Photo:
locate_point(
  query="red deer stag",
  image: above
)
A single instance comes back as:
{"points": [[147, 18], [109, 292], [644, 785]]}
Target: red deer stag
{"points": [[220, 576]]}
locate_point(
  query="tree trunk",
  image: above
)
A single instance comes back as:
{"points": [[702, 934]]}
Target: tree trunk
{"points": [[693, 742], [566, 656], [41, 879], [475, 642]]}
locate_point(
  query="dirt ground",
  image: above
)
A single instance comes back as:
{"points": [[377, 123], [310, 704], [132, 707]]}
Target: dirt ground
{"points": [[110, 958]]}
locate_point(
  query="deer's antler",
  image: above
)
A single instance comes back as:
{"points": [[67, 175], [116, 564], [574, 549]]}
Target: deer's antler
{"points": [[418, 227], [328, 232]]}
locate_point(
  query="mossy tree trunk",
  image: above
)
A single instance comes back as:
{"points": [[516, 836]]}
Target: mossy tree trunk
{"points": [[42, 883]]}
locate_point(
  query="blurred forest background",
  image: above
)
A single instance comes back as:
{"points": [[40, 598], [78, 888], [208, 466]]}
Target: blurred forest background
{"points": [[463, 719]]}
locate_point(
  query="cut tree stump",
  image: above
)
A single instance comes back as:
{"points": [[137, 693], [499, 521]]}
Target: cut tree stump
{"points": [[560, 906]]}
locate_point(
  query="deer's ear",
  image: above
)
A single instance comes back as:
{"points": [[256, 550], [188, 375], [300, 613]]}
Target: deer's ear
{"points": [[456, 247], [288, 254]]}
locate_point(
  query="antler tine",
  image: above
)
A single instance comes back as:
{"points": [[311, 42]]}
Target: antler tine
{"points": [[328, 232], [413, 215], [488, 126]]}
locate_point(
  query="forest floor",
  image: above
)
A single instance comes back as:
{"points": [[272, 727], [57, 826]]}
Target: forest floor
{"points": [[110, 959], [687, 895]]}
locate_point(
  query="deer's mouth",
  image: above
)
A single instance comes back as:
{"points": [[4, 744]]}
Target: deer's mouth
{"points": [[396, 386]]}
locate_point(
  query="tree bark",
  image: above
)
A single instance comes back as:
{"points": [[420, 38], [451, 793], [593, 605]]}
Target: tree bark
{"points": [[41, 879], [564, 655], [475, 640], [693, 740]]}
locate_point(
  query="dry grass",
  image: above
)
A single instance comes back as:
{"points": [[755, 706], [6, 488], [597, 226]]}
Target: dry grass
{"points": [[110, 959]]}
|---|
## Challenge
Print again each line of the listing above, exactly as it appears.

## Task answer
Photo:
locate_point(
  query="red deer stag",
  image: above
)
A single instance comes back as:
{"points": [[147, 18], [109, 292], [644, 785]]}
Target: red deer stag
{"points": [[220, 576]]}
locate_point(
  query="tree trunk",
  image: above
)
A single instance comes back as:
{"points": [[702, 934]]}
Target: tree trunk
{"points": [[693, 742], [566, 656], [41, 879], [475, 642]]}
locate_point(
  query="dirt ground",
  image: above
)
A single instance comes back as:
{"points": [[377, 123], [310, 704], [132, 707]]}
Target: dirt ground
{"points": [[110, 958]]}
locate_point(
  query="deer's antler",
  image: above
)
A single instance comes back as:
{"points": [[67, 175], [116, 564], [574, 549]]}
Target: deer's antler
{"points": [[418, 227], [328, 232]]}
locate_point(
  query="mossy tree trunk",
  image: above
)
A single instance comes back as:
{"points": [[516, 836]]}
Target: mossy tree trunk
{"points": [[42, 883]]}
locate_point(
  query="blurred forest background",
  image: above
)
A single instance comes back as:
{"points": [[40, 598], [78, 888], [208, 466]]}
Target: blurred forest background
{"points": [[463, 719]]}
locate_point(
  query="cut tree stump",
  image: above
)
A single instance comes back as:
{"points": [[137, 693], [499, 521]]}
Target: cut tree stump
{"points": [[560, 906]]}
locate_point(
  query="deer's ear",
  image: above
)
A single instance comes back as:
{"points": [[256, 550], [188, 375], [300, 613]]}
Target: deer's ear
{"points": [[456, 247], [288, 254]]}
locate_point(
  query="antler tine",
  image: above
)
A single instance comes back as:
{"points": [[311, 42]]}
Target: antler tine
{"points": [[328, 232], [413, 215], [488, 126]]}
locate_point(
  query="forest floor",
  image: above
)
A single instance comes back as:
{"points": [[272, 727], [57, 826]]}
Target: forest floor
{"points": [[110, 959], [687, 895]]}
locate_point(
  query="deer's mouth",
  image: above
)
A single instance comes back as:
{"points": [[4, 744]]}
Target: deer's mouth
{"points": [[396, 386]]}
locate_point(
  query="tree bark",
  image: above
)
A single instance comes back as:
{"points": [[420, 38], [451, 793], [593, 605]]}
Target: tree bark
{"points": [[41, 879], [564, 655], [475, 640], [693, 740]]}
locate_point(
  query="dry grass",
  image: above
)
A single instance comes back as:
{"points": [[755, 706], [6, 488], [597, 226]]}
Target: dry grass
{"points": [[110, 959]]}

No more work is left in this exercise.